• [Work order 1]: List the seven layers of the hierarchical structure named in the passage on the arguments for evolution.
• [Work order 2]: Continue the passage on the main arguments for evolution, starting after its last sentence.

• [Study text]:
- Opening Delimiter -
Introduction

4. What are the Main Arguments for Evolution?

It would be exceedingly difficult to summarize all of the arguments for evolution in a concise fashion here. However, the most important point to remember is that evolution theory, like all scientific theories, was originally a solution to a problem. What's remarkable about anti-evolution propaganda is that it never acknowledges this fact, and so never takes on the burden of producing a better explanation for that original problem.

So what was this original problem that evolution theory was invented to solve? It's called the Linnaean Taxonomy, named after Carl Linnaeus (1707-1778). If you are not familiar with the term, it is the categorizations of plant and animal species into a hierarchical structure. This structure has 7 layers: Kingdom, Phylum, Class, Order, Family, Genus, and Species. Now, the remarkable thing about this system is that the early naturalists classified animals into a hierarchical "family tree" structure long before the theory of evolution was proposed. In other words, all naturalists agreed long before Darwin that the animal kingdom appeared to be a family tree.

Now the question becomes: why did they do that? The theory of evolution did not exist yet, so they obviously didn't do it to please "evolutionists", as creationists are wont to call them. What was their reasoning? Well here's where we run into an interesting coincidence in the animal kingdom: the appearance and development of animal features also looks like a family tree. In other words, you can take any given feature and trace its appearance, in various levels of complexity, along lines of animal species. Sometimes a feature will change in one direction for one branch of the tree and another direction for the other branch of the tree, and as you examine more complex organisms on any given branch, the two diverging features always (I must repeat this: ALWAYS) stay that way. They never jump back and forth; while features can jump between bacteria due to genetic material exchange (they're so small that they can literally swap pieces of DNA), we have never observed a feature exchange between complex organisms. There is no reason why an engineer would steadfastly refuse to take features from one product line and use them in another, so why would this be the case for an engineered biosystem?
- Closing Delimiter -
• [Given data]:
- Opening Delimiter -
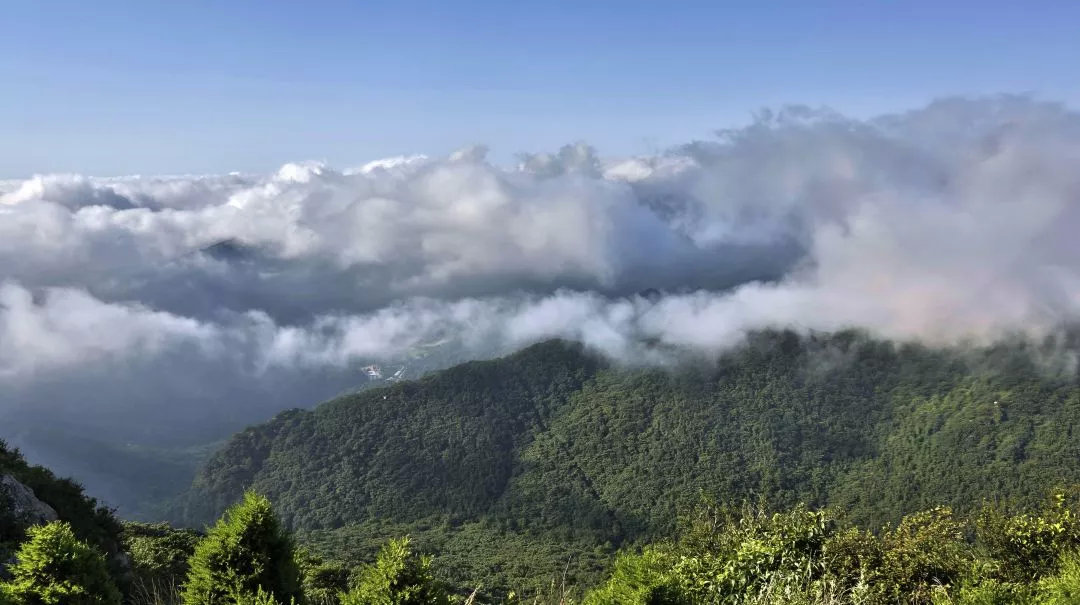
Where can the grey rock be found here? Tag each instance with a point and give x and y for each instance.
(24, 505)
- Closing Delimiter -
• [Exercise answer 1]: Kingdom, Phylum, Class, Order, Family, Genus, Species

• [Exercise answer 2]:
This is a classic example of a problem in need of a solution. It is not enough to classify it as coincidence, not when it is so incredibly consistent. And the problem gets worse: when those early naturalists examined the geographical distribution of the animal kingdom's "family tree", they discovered yet another impossibly unlikely "coincidence": species which appeared to be very close to one another on the family tree were also geographically close to one another. And whenever someone found what appeared to be an exception to this rule, they discovered a migratory path. Centuries later, the rule is unchanged: when species show a biological connection, they also show a geographical connection.

The significance of these two intertwined globe-spanning coincidences cannot be overstated: it was an enormous problem for taxonomy. If someone had indeed designed and created these species, he went to enormous lengths to make them appear to be related, by carefully arranging their structures and geography to match! Why would he do this? There was no intrinsic need for this, as we have proven in the last century by artificially moving species outside their natural habitat and seeing that in many cases, they thrive in far-off environments. There was no intrinsic need for features to be arranged in a hierarchical fashion, or for structural proximity to invariably mirror geographical proximity. So why would the designer do this? No one ever provided an answer ... until Darwin.

This, then, is the single largest argument for evolution: it is a solution to a problem that no other theory can explain. Creationists often try to argue that God could have chosen to make the animal kingdom look that way, but they can't explain why or how. And if they can't explain why or how, then they actually do not have an explanation. Can anyone explain how you would derive the prediction of a "family tree" animal kingdom from the idea of God? It's not enough to say that God reused previous designs; that would explain the similarities but not the divisions in the family tree. The Linnaean taxonomy is a family tree, not a family sponge. Only evolution offers a real explanation: the kind of explanation where you can start from its mechanism and use it to logically work forward to predict the outcome.